STUDY TEXT.
◆ ◆ ◆ ◆

Childhood leukemia linked to infections

I have lately been neglecting my blog and not answering e-mails and comments, for which I deeply apologize. I have been very busy in this period, but things should return to normal (?) within a few days.

 

As I was looking online for the BBC’s 2009 April Fools’ hoax this morning (no news as of yet), I read an interesting item that I thought I would pass along: http://news.bbc.co.uk/2/hi/health/7973678.stm It talks about a new study that has linked childhood leukemia to infections. Interesting read. And it gave me some food for thought.

 

As I think I have written here on previous occasions, I was diagnosed with MGUS only a few years after I was infected with EBV (=Epstein-Barr virus). I was quite ill for a month or so…I was in grad school in Canada at the time. Anyway, in recent years, after reading about other folks who came down with similar infections before being diagnosed with myeloma or MGUS, I have wondered if EBV could possibly have been one of the causes of my current state of smoldering myeloma. Of course, I am hardly a child…! Well, it’s just a thought. Who knows…

 

At any rate, let me wish you all a Happy April Fools’ Day! Here follow some well-known pranks that I found on Wikipedia, hehe:

  • The BBC television programme Panorama ran a famous hoax in 1957, showing the Swiss harvesting spaghetti from trees. They had claimed that the despised pest, the spaghetti weevil, had been eradicated. A large number of people contacted the BBC wanting to know how to cultivate their own spaghetti trees. It was, in fact, filmed in St Albans.

◆ ◆ ◆ ◆

[Region pointing data]
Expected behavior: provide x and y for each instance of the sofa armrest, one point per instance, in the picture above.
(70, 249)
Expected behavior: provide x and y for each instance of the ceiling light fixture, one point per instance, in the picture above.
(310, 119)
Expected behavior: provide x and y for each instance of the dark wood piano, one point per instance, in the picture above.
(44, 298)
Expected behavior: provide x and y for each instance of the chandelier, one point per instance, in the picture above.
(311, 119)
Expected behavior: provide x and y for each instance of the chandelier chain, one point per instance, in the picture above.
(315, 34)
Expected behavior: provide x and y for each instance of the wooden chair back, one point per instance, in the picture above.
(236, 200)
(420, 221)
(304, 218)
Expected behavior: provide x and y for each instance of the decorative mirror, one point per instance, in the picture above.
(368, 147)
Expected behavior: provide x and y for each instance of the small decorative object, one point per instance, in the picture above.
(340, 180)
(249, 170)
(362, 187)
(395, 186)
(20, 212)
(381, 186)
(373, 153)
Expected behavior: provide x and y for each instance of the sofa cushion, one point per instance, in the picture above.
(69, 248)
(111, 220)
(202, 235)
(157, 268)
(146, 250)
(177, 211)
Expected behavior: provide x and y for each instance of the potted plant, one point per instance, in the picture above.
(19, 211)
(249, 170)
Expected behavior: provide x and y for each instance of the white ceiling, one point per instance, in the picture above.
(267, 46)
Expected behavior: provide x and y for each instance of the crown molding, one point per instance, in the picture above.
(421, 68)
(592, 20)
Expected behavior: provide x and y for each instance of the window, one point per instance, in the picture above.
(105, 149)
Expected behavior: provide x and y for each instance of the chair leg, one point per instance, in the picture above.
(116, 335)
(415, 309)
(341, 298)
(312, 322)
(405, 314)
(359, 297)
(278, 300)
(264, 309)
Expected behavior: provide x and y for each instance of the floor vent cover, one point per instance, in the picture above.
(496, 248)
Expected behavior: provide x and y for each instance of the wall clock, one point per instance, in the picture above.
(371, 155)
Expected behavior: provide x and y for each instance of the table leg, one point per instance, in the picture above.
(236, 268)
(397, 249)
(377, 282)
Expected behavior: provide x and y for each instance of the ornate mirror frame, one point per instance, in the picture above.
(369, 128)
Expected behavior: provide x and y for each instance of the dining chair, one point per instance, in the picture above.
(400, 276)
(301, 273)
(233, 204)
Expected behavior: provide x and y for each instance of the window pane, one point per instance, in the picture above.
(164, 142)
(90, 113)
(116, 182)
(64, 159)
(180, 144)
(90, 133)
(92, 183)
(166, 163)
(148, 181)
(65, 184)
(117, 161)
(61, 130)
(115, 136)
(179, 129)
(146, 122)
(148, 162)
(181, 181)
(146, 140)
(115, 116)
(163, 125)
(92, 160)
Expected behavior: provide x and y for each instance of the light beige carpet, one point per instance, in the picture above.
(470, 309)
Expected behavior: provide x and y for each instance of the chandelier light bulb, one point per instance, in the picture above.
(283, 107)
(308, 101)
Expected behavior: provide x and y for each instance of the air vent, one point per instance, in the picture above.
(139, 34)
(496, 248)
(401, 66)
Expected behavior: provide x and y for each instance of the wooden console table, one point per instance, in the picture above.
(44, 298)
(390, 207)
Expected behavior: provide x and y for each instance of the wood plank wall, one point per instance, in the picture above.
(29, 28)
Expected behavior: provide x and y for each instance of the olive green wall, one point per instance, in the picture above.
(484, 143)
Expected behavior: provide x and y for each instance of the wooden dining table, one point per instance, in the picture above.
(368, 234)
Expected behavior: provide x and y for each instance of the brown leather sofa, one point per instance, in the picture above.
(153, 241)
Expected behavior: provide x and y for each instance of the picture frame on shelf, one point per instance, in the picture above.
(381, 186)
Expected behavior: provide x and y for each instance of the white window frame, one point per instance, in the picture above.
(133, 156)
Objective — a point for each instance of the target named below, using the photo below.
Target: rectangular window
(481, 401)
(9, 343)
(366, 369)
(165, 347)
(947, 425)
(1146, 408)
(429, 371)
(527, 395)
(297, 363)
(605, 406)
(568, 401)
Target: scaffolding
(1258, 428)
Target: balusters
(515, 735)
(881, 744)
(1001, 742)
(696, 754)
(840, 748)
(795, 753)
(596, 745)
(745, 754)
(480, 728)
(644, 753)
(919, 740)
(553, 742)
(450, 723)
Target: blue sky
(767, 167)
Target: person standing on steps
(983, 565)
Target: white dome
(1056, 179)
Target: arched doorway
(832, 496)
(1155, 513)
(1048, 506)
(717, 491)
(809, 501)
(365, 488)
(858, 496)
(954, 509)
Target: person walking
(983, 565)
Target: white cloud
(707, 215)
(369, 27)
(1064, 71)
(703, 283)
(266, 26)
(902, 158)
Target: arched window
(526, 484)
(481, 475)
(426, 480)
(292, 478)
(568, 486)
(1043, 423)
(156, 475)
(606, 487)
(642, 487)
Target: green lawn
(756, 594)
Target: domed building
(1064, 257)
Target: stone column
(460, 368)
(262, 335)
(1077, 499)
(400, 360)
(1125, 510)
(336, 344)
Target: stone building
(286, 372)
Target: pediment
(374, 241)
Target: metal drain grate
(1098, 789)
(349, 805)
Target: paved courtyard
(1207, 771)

◆ ◆ ◆ ◆

Reproduce the portion of the blog post on childhood leukemia and infections between "Childhood leukemia linked" and "a few days.", inclusive.

Childhood leukemia linked to infections

I have lately been neglecting my blog and not answering e-mails and comments, for which I deeply apologize. I have been very busy in this period, but things should return to normal (?) within a few days.